LISTED RECORDS:
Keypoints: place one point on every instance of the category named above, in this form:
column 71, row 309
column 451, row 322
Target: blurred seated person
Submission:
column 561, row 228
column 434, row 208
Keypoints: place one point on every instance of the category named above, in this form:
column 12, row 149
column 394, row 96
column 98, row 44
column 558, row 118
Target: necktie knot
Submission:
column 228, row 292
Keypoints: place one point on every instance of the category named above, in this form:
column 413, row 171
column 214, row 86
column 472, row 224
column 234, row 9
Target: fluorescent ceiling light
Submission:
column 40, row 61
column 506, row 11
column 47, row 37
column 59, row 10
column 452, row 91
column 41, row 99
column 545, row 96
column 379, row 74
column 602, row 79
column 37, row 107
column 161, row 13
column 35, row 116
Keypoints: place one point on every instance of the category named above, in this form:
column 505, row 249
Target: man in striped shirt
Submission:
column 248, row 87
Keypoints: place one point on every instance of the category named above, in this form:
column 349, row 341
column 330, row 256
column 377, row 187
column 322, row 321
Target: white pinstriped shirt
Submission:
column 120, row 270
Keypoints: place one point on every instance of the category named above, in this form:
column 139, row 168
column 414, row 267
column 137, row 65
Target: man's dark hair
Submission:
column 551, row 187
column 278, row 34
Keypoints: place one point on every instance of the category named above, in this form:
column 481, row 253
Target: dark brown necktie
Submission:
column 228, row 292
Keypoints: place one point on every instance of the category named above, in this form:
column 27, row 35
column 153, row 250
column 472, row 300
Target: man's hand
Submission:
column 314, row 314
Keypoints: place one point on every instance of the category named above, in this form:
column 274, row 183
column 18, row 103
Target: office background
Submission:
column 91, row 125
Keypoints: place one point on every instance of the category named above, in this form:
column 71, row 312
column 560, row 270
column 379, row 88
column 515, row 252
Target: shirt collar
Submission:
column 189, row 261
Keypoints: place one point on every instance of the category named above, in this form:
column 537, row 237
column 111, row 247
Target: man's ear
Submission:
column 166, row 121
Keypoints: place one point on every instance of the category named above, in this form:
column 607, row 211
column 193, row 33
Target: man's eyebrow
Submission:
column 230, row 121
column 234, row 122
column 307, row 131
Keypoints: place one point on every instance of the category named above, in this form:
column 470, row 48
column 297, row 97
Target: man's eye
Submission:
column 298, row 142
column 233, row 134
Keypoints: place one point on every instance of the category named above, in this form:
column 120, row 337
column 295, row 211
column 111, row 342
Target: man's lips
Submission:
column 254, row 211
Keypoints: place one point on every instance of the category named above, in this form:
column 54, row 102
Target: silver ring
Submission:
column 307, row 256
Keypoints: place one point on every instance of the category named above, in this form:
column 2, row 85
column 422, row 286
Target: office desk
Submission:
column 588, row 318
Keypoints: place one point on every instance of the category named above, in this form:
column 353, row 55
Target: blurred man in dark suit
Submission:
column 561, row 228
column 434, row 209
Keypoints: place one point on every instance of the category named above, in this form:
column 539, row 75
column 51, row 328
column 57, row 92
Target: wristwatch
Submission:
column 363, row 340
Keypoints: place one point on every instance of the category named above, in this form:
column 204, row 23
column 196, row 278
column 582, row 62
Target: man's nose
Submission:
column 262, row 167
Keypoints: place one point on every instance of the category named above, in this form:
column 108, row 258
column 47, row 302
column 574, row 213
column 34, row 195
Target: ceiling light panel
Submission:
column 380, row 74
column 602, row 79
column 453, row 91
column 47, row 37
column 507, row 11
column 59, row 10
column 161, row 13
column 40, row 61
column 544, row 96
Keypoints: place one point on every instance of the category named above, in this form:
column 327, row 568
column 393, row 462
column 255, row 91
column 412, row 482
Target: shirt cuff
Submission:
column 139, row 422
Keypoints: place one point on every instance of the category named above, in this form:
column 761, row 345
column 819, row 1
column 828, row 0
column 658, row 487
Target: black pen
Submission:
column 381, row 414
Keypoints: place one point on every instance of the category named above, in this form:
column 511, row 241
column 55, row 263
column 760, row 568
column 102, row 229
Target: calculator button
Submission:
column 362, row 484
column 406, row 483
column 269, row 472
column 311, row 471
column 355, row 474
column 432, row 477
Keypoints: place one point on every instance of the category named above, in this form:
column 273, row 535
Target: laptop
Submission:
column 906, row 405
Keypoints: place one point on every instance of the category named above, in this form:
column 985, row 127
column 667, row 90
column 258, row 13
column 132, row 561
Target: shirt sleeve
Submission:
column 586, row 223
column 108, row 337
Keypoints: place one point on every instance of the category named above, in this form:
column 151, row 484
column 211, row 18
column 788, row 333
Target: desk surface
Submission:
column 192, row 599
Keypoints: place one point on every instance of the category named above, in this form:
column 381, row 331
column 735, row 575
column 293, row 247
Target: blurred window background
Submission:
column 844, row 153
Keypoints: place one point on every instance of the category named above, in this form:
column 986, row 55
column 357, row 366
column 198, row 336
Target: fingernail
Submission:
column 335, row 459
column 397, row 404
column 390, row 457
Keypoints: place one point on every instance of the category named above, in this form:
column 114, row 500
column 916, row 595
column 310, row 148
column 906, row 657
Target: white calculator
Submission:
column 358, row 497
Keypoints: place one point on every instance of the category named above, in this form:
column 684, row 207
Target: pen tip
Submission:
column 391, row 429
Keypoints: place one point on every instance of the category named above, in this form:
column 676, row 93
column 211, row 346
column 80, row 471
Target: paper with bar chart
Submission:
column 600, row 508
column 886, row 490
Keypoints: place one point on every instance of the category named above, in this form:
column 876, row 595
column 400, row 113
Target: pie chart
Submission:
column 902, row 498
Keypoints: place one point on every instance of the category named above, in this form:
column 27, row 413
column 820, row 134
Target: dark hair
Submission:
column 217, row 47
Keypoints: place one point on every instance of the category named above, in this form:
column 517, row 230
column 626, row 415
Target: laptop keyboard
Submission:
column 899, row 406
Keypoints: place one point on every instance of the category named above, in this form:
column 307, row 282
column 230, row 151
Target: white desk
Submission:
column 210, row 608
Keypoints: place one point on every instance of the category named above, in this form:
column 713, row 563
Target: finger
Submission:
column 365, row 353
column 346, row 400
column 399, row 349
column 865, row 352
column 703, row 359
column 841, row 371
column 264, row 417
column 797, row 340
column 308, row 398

WRITTEN EXERCISE: Word for word, write out all of the data above.

RESPONSE TO THIS TASK:
Keypoints: place one point on every instance of the category named above, in this form:
column 71, row 309
column 451, row 322
Target: blurred seated person
Submission:
column 561, row 228
column 434, row 208
Keypoints: place one point on every instance of the category named above, in this form:
column 12, row 149
column 394, row 96
column 98, row 44
column 558, row 118
Target: necktie knot
Submission:
column 228, row 292
Keypoints: place one point on every instance of the category named above, in this form:
column 413, row 171
column 214, row 86
column 472, row 224
column 234, row 9
Target: fluorescent ceiling light
Submission:
column 40, row 61
column 506, row 11
column 47, row 37
column 59, row 10
column 452, row 91
column 41, row 99
column 545, row 96
column 379, row 74
column 602, row 79
column 37, row 107
column 161, row 13
column 35, row 116
Keypoints: place one point on every instance of the category named above, in this form:
column 505, row 249
Target: man in striped shirt
Submission:
column 248, row 87
Keypoints: place one point on every instance of the category named above, in this form:
column 349, row 341
column 330, row 256
column 377, row 187
column 322, row 321
Target: white pinstriped shirt
Submission:
column 120, row 270
Keypoints: place one point on every instance of the category named above, in this form:
column 139, row 168
column 414, row 267
column 137, row 65
Target: man's dark hair
Submission:
column 551, row 187
column 278, row 34
Keypoints: place one point on every instance of the category named above, in this form:
column 481, row 253
Target: dark brown necktie
Submission:
column 228, row 292
Keypoints: place one point on every instance of the category named above, in this form:
column 27, row 35
column 153, row 250
column 472, row 300
Target: man's hand
Submission:
column 314, row 314
Keypoints: place one point on every instance of the category named above, in this form:
column 274, row 183
column 18, row 103
Target: office background
Submission:
column 91, row 125
Keypoints: place one point on every instance of the category named above, in this form:
column 71, row 312
column 560, row 270
column 379, row 88
column 515, row 252
Target: shirt collar
Submission:
column 189, row 261
Keypoints: place one point on every instance of the category named above, in this form:
column 537, row 237
column 111, row 247
Target: man's ear
Submission:
column 166, row 121
Keypoints: place one point on every instance of the category named above, in this form:
column 607, row 211
column 193, row 33
Target: man's eyebrow
Submission:
column 230, row 121
column 234, row 122
column 307, row 131
Keypoints: place one point on every instance of the category named above, in this form:
column 470, row 48
column 297, row 97
Target: man's eye
Submission:
column 298, row 142
column 233, row 134
Keypoints: place one point on every instance of the category named above, in this form:
column 120, row 337
column 295, row 211
column 111, row 342
Target: man's lips
Submission:
column 254, row 211
Keypoints: place one point on every instance of the category named above, in this form:
column 54, row 102
Target: silver ring
Submission:
column 307, row 256
Keypoints: place one point on every instance of the category named above, in this form:
column 2, row 85
column 422, row 286
Target: office desk
Submission:
column 588, row 318
Keypoints: place one point on every instance of the category named above, in this form:
column 353, row 55
Target: blurred man in dark suit
Submission:
column 561, row 228
column 434, row 209
Keypoints: place one point on every instance of the category named above, in this form:
column 539, row 75
column 51, row 328
column 57, row 92
Target: wristwatch
Submission:
column 363, row 340
Keypoints: place one point on every instance of the category named above, in this form:
column 204, row 23
column 196, row 278
column 582, row 62
Target: man's nose
Submission:
column 262, row 167
Keypoints: place one point on every instance of the category named above, in this form:
column 108, row 258
column 47, row 302
column 574, row 213
column 34, row 195
Target: ceiling light panel
Submission:
column 380, row 74
column 602, row 79
column 453, row 91
column 47, row 37
column 507, row 11
column 59, row 10
column 161, row 13
column 40, row 61
column 544, row 96
Keypoints: place one point on every instance of the category named above, in this form:
column 327, row 568
column 393, row 462
column 255, row 91
column 412, row 482
Target: shirt cuff
Submission:
column 139, row 422
Keypoints: place one point on every instance of the category named above, in this form:
column 761, row 345
column 819, row 1
column 828, row 0
column 658, row 487
Target: black pen
Submission:
column 381, row 414
Keypoints: place one point on every instance of the category named above, in this form:
column 511, row 241
column 55, row 263
column 760, row 568
column 102, row 229
Target: calculator button
Submission:
column 362, row 484
column 406, row 483
column 269, row 472
column 311, row 471
column 355, row 474
column 432, row 477
Keypoints: place one point on every instance of the category named above, in this form:
column 273, row 535
Target: laptop
Submission:
column 906, row 405
Keypoints: place one point on every instance of the category named above, in this form:
column 985, row 127
column 667, row 90
column 258, row 13
column 132, row 561
Target: shirt sleeve
Submission:
column 586, row 223
column 108, row 337
Keypoints: place one point on every instance of the category named above, in this form:
column 151, row 484
column 211, row 18
column 788, row 333
Target: desk surface
Submission:
column 192, row 599
Keypoints: place one point on every instance of the category named above, in this form:
column 381, row 331
column 735, row 575
column 293, row 247
Target: blurred window background
Submission:
column 844, row 153
Keypoints: place one point on every instance of the category named above, in this form:
column 986, row 55
column 357, row 366
column 198, row 336
Target: fingernail
Submission:
column 335, row 459
column 397, row 404
column 390, row 457
Keypoints: place one point on every instance of the category named above, in this form:
column 114, row 500
column 916, row 595
column 310, row 148
column 906, row 657
Target: white calculator
Submission:
column 358, row 497
Keypoints: place one point on every instance of the category named above, in this form:
column 684, row 207
Target: pen tip
Submission:
column 391, row 429
Keypoints: place one point on every instance of the category named above, in this form:
column 676, row 93
column 211, row 346
column 80, row 471
Target: paper with bar chart
Submission:
column 600, row 508
column 886, row 490
Keypoints: place one point on every instance of the category named above, in this form:
column 876, row 595
column 400, row 113
Target: pie chart
Submission:
column 902, row 498
Keypoints: place one point on every instance of the category named above, in this form:
column 27, row 413
column 820, row 134
Target: dark hair
Submission:
column 217, row 47
Keypoints: place one point on every instance of the category named above, in this form:
column 517, row 230
column 626, row 415
Target: laptop keyboard
Submission:
column 899, row 406
Keypoints: place one point on every instance of the category named above, in this form:
column 307, row 282
column 230, row 151
Target: white desk
Submission:
column 210, row 608
Keypoints: place one point on every instance of the category named above, in this form:
column 713, row 563
Target: finger
Submission:
column 365, row 353
column 346, row 400
column 399, row 349
column 865, row 352
column 703, row 359
column 841, row 371
column 264, row 417
column 797, row 340
column 308, row 398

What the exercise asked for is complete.